- Reading text:
------------------------------------------------------------------------

Saturday, June 27, 2009

Lonely

It's catching up to me...I've managed to be ok with my singleness for the last few years. Since my last relationship, which was actually a pretty good one and didn't leave me with bad memories or the desire to avoid men in general, it's been more a matter of too much stress and too many other issues to deal with. It left me with little time or the energy to devote to a relationship.

But now...I want that. I miss having a companion/lover/confidant. There's such a void and it's hard to work my life around that. Keeping busy is one way to fill in the gaps...but it's a lot of work and I'm not always successful. Dancing, housework, yard work, spend time with friends and family, shopping, the job. Repeat. But I'm still lonely.

Most of my close friends are in relationships and while they're great about remembering to include me in events (although that doesn't happen often), I'm still the "third wheel". Last night, I went to a great outdoor concert with some young friends and everywhere around me were couples holding hands, sitting together, strolling around. It would've been a perfect night to share with someone special. My heart ached with the lack of that in my life.

------------------------------------------------------------------------

- Provided data:
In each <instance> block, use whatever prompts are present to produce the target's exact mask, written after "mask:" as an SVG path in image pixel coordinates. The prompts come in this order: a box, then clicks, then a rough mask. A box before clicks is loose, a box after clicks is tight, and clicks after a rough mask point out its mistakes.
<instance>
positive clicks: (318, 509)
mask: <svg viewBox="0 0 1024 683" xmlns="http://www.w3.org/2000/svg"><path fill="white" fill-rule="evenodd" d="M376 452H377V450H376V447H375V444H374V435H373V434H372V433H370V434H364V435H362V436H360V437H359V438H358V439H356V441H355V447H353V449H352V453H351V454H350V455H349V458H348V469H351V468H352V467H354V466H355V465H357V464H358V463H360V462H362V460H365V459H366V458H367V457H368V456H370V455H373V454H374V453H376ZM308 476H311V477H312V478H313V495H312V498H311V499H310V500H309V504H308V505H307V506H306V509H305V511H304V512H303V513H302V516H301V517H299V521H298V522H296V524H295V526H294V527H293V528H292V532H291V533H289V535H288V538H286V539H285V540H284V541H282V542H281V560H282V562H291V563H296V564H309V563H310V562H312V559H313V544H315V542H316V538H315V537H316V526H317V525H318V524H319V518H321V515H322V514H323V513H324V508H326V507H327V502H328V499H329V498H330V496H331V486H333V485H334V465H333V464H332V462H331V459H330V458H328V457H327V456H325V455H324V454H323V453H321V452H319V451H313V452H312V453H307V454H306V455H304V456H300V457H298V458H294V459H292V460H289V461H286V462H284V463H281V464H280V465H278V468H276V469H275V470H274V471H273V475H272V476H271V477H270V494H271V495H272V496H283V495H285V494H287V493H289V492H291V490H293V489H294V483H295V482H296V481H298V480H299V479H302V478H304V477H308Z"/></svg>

------------------------------------------------------------------------

- Problems to solve:
**A)** Please write out the part of the blog post about loneliness starting at "But now...I want" and ending at "I'm still lonely.".
**B)** In one to three sentences, explain why the writer of the blog post about loneliness has gone without a relationship for the last few years.
**C)** Answer these questions from the blog post about loneliness:
(i) On what date was it posted?
(ii) What event did the writer attend last night, and with whom?
(iii) What term does the writer use for their place among close friends who are in relationships?

- Exercise answers:
**A)**
But now...I want that. I miss having a companion/lover/confidant. There's such a void and it's hard to work my life around that. Keeping busy is one way to fill in the gaps...but it's a lot of work and I'm not always successful. Dancing, housework, yard work, spend time with friends and family, shopping, the job. Repeat. But I'm still lonely.

**B)** The last relationship was not the cause, since it was a pretty good one and left no bad memories or wish to avoid men. Instead, too much stress and too many other issues left the writer with little time or energy to devote to a relationship.

**C)**
(i) Saturday, June 27, 2009
(ii) A great outdoor concert, with some young friends
(iii) The "third wheel"